- [Task prompt]:
The listing below holds pictures; exclude them. Return exactly the lines from the one with "Highlight white button-up shirt." through the one with "Highlight tree foliage.".

____________

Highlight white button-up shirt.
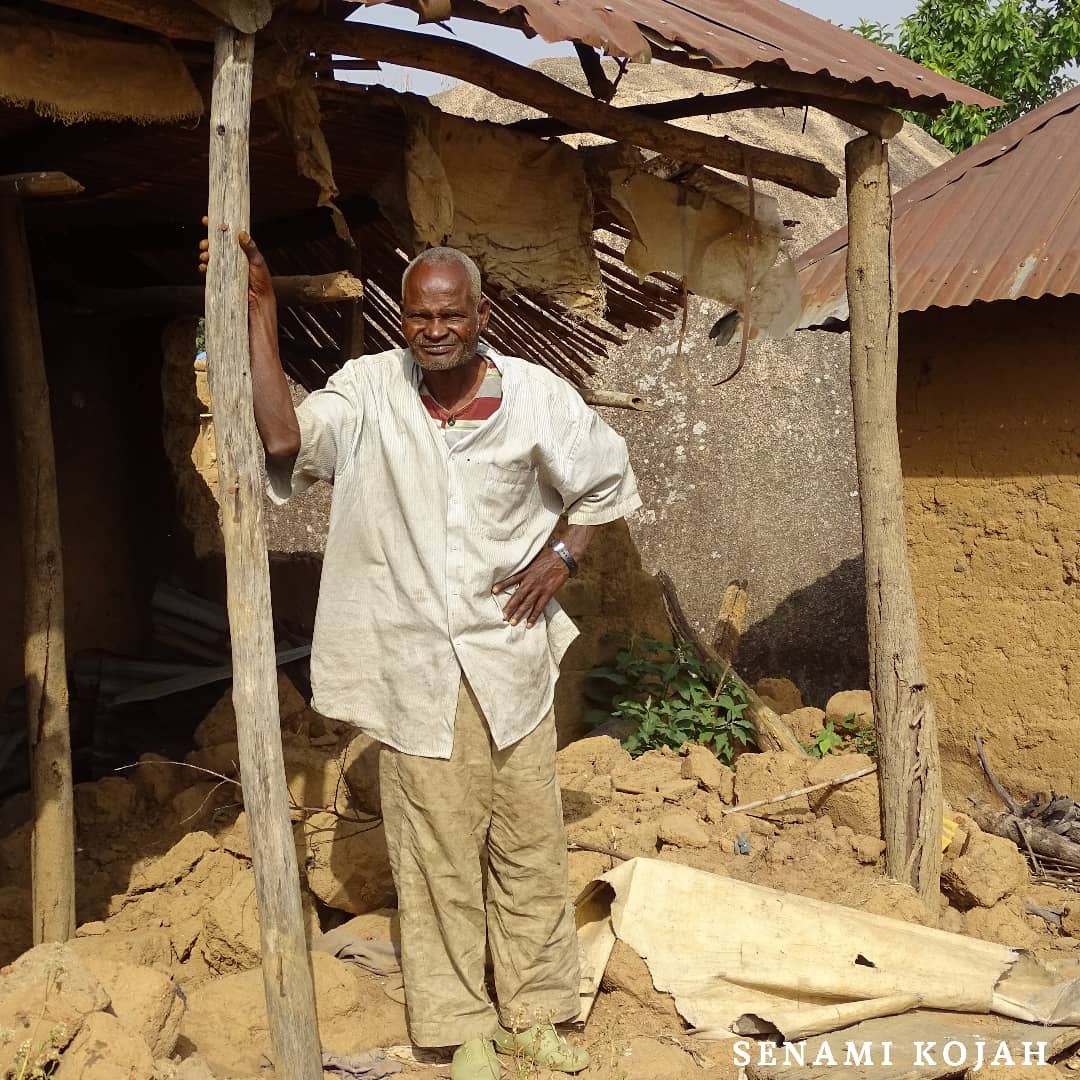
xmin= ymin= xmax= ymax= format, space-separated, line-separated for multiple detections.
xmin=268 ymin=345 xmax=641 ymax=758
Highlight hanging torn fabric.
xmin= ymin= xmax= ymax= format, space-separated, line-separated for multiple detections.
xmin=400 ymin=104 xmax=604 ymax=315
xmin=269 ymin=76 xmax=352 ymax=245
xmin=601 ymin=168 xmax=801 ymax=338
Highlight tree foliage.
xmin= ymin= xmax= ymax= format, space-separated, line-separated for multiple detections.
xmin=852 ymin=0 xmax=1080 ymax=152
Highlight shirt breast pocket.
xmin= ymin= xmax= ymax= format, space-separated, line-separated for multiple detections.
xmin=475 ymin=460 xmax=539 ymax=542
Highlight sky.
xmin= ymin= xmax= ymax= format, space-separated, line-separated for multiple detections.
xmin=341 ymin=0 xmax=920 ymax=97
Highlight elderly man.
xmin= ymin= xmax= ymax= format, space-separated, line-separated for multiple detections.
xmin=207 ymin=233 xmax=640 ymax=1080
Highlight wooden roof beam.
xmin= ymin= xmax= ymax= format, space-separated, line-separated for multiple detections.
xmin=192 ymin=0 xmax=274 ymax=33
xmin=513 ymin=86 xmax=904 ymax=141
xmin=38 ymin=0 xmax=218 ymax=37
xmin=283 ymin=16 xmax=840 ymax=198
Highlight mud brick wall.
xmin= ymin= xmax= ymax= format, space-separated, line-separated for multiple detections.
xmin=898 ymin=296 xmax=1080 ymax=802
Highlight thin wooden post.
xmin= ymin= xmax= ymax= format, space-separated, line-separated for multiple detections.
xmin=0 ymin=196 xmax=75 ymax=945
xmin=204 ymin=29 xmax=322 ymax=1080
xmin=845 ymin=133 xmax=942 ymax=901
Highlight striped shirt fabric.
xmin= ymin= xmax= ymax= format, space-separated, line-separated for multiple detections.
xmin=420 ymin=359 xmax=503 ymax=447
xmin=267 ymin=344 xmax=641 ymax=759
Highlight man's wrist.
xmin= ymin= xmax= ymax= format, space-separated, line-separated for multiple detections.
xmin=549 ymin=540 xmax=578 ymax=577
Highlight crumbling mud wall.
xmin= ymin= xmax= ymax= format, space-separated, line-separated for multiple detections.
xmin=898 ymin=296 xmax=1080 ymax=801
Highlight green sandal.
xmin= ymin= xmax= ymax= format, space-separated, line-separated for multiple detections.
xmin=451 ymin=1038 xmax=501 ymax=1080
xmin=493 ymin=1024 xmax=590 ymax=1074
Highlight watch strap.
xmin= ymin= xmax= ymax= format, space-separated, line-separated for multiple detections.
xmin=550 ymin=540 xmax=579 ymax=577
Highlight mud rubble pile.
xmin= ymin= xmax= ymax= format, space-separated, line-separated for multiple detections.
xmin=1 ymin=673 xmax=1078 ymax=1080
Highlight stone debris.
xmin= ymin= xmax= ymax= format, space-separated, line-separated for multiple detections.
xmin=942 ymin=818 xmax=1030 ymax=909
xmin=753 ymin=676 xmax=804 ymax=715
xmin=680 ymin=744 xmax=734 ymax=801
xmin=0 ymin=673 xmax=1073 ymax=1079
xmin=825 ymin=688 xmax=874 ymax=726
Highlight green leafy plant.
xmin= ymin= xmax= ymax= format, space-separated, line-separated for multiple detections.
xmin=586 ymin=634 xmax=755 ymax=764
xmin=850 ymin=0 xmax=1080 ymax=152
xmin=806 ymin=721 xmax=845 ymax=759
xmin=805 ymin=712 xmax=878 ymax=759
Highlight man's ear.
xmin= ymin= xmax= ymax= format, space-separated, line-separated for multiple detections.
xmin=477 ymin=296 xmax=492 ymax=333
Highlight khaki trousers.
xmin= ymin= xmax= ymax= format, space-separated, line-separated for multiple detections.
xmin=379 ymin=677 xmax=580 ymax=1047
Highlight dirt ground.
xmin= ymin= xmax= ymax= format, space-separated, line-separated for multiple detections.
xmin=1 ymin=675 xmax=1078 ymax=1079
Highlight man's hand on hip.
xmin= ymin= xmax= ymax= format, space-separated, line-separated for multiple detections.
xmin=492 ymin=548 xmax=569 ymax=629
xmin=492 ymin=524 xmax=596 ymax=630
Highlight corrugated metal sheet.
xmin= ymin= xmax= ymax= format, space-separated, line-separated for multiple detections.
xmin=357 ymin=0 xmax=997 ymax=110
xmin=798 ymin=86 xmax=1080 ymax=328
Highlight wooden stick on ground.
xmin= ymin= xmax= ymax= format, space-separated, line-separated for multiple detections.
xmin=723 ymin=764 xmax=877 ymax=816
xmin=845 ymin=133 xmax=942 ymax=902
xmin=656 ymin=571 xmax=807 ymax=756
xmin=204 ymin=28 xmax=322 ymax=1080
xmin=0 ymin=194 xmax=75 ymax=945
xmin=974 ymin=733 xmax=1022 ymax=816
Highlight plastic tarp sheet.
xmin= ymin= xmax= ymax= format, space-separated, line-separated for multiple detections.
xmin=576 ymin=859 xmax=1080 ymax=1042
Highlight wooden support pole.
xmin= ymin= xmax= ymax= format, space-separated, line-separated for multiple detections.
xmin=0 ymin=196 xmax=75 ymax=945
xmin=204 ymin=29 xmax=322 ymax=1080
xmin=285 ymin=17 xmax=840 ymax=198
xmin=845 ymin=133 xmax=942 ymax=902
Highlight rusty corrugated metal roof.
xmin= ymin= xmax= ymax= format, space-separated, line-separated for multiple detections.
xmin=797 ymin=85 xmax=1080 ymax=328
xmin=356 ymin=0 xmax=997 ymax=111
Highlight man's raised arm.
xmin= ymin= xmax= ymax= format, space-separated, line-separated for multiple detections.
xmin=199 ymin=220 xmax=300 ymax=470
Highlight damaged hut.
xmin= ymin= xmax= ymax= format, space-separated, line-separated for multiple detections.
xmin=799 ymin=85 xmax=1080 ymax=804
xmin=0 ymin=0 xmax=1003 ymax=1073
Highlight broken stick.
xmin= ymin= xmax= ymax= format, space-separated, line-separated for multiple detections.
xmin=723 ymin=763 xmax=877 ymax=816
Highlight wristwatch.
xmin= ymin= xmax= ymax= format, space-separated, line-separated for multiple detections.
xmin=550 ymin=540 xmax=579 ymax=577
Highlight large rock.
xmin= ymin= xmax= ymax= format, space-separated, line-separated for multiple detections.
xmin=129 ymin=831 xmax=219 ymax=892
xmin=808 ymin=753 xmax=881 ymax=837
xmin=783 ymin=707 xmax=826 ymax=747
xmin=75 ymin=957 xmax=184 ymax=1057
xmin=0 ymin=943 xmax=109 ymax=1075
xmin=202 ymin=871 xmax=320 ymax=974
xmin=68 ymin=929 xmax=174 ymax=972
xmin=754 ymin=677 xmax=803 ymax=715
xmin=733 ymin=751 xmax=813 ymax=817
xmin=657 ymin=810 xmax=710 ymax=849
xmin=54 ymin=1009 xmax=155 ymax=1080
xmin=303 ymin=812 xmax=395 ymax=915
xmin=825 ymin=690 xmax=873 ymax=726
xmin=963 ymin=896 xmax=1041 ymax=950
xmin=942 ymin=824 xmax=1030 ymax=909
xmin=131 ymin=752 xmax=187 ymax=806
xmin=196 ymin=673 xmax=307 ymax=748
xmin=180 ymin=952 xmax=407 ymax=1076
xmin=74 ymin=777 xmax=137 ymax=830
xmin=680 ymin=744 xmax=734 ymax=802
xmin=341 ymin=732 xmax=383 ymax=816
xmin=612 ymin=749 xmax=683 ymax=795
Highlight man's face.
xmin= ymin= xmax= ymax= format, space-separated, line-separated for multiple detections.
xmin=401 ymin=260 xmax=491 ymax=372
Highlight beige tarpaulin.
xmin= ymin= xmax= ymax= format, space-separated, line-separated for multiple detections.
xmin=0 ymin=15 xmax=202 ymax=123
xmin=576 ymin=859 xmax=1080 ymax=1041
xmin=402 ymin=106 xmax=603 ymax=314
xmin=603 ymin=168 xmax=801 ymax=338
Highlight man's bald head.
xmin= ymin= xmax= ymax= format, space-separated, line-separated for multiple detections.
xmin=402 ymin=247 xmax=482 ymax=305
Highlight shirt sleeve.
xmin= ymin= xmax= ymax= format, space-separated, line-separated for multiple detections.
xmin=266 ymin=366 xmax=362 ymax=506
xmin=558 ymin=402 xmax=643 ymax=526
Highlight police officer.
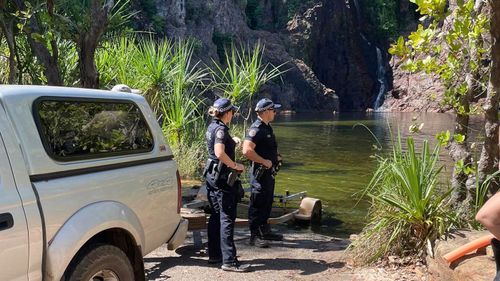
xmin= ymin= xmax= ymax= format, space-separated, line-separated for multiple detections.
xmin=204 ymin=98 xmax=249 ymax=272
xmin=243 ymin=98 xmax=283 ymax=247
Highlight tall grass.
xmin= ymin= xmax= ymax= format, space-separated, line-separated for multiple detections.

____________

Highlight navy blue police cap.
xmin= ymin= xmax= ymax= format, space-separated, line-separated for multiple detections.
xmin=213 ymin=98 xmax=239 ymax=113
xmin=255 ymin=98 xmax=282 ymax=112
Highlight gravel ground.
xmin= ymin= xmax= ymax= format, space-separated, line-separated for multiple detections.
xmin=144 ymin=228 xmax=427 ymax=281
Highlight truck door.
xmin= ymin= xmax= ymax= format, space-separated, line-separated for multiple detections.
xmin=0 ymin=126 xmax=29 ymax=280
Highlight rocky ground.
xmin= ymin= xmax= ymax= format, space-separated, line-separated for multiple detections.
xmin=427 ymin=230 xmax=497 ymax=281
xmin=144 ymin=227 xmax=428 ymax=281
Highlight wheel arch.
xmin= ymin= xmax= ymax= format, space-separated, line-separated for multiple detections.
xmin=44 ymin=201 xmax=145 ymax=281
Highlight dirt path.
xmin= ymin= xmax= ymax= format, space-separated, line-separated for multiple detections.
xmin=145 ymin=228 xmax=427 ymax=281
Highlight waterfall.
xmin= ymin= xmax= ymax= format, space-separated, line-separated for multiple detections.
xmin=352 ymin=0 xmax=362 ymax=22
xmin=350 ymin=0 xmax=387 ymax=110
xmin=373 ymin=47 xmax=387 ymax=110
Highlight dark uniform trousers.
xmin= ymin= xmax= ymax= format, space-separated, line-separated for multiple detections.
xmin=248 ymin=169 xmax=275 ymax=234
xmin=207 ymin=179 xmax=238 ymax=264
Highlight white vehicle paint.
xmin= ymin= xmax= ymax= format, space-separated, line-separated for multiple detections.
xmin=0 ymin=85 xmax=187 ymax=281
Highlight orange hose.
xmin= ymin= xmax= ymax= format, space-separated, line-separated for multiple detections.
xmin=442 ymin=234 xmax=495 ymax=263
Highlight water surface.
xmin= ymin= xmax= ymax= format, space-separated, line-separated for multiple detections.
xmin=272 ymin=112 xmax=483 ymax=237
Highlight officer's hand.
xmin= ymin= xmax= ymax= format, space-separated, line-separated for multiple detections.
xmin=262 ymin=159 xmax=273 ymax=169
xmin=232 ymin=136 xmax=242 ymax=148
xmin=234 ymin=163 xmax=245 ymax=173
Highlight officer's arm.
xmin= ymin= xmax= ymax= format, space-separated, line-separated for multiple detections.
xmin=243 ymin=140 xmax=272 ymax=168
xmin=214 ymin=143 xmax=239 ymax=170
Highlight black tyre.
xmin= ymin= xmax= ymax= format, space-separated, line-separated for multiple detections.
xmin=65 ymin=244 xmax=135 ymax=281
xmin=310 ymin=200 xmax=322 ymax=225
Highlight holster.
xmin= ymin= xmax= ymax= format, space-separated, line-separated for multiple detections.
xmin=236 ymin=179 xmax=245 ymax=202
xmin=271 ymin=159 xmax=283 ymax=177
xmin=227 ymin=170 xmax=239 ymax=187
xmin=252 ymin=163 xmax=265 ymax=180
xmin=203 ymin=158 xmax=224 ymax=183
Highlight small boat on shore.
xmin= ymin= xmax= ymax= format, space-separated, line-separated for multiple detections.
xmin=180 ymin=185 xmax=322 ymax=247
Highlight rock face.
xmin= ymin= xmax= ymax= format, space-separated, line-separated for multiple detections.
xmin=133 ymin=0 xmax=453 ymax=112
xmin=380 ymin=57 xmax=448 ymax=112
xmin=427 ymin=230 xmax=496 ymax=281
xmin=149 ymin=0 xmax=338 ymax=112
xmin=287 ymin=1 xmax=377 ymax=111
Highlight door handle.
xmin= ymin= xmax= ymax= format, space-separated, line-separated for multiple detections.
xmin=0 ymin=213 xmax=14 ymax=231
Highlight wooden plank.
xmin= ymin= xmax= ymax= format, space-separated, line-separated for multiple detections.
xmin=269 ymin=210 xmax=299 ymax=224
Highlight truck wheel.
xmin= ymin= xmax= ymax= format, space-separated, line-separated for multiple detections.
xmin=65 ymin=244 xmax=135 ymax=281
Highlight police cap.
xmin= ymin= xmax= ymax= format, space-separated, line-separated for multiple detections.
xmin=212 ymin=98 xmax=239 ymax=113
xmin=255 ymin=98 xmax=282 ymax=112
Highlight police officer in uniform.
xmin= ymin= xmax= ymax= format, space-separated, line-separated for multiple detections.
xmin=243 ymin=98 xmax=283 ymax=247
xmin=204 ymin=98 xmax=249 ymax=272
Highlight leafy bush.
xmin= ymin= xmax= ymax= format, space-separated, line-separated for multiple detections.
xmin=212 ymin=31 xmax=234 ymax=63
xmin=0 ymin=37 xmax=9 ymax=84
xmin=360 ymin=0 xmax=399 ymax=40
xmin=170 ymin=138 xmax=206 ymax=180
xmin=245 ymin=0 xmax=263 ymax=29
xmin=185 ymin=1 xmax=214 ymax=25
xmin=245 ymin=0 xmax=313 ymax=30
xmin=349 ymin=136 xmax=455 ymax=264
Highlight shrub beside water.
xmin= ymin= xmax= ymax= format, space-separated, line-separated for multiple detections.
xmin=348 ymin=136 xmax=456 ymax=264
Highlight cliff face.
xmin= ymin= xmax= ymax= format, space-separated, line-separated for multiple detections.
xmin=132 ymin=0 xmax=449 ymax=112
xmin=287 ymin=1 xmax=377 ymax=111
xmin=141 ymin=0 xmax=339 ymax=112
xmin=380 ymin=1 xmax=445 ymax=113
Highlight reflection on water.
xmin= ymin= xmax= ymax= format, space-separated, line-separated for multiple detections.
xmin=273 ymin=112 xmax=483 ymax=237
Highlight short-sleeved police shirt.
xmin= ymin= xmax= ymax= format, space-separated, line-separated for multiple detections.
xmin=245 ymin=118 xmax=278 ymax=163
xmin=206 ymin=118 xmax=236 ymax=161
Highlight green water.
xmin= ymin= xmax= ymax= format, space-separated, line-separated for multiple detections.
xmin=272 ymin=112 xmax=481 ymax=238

____________

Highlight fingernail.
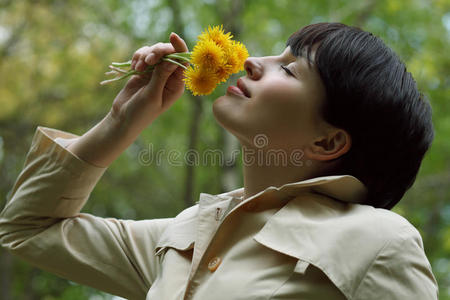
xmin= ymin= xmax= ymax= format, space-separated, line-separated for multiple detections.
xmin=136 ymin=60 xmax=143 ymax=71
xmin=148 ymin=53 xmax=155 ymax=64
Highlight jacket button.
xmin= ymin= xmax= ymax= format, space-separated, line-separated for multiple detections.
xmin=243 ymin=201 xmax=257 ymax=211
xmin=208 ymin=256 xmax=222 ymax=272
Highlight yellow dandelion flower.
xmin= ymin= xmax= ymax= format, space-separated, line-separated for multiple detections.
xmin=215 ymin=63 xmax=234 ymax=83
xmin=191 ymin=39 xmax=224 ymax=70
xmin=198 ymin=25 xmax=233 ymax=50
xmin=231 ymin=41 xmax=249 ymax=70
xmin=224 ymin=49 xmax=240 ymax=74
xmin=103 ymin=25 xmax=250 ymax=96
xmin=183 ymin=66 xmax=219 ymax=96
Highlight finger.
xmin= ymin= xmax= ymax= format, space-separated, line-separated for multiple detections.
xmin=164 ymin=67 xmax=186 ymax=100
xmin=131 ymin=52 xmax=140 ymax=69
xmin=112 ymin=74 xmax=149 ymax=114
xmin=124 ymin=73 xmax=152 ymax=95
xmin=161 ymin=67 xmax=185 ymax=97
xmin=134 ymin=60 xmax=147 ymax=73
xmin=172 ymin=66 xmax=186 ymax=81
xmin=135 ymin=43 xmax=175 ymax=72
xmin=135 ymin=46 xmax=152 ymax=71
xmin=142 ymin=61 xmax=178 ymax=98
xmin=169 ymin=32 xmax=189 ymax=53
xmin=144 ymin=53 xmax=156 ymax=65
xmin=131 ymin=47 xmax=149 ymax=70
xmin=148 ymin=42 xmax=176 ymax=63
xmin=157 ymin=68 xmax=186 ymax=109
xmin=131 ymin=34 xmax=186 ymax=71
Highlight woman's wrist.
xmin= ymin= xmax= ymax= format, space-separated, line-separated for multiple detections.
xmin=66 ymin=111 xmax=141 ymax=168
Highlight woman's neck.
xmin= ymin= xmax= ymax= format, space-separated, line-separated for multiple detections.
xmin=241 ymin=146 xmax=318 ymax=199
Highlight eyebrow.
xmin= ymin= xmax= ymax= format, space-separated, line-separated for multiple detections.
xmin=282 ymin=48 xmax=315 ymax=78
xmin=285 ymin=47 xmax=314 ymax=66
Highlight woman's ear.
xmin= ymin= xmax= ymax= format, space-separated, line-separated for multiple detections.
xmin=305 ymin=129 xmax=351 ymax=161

____________

- [Worked solution]:
Highlight white button-up shirt.
xmin= ymin= xmax= ymax= format, space-separated, line-separated for multiple detections.
xmin=268 ymin=345 xmax=641 ymax=758
Highlight hanging torn fabric.
xmin= ymin= xmax= ymax= format, space-separated, line-separated for multiple detections.
xmin=400 ymin=104 xmax=604 ymax=315
xmin=269 ymin=76 xmax=352 ymax=245
xmin=601 ymin=168 xmax=801 ymax=338
Highlight tree foliage.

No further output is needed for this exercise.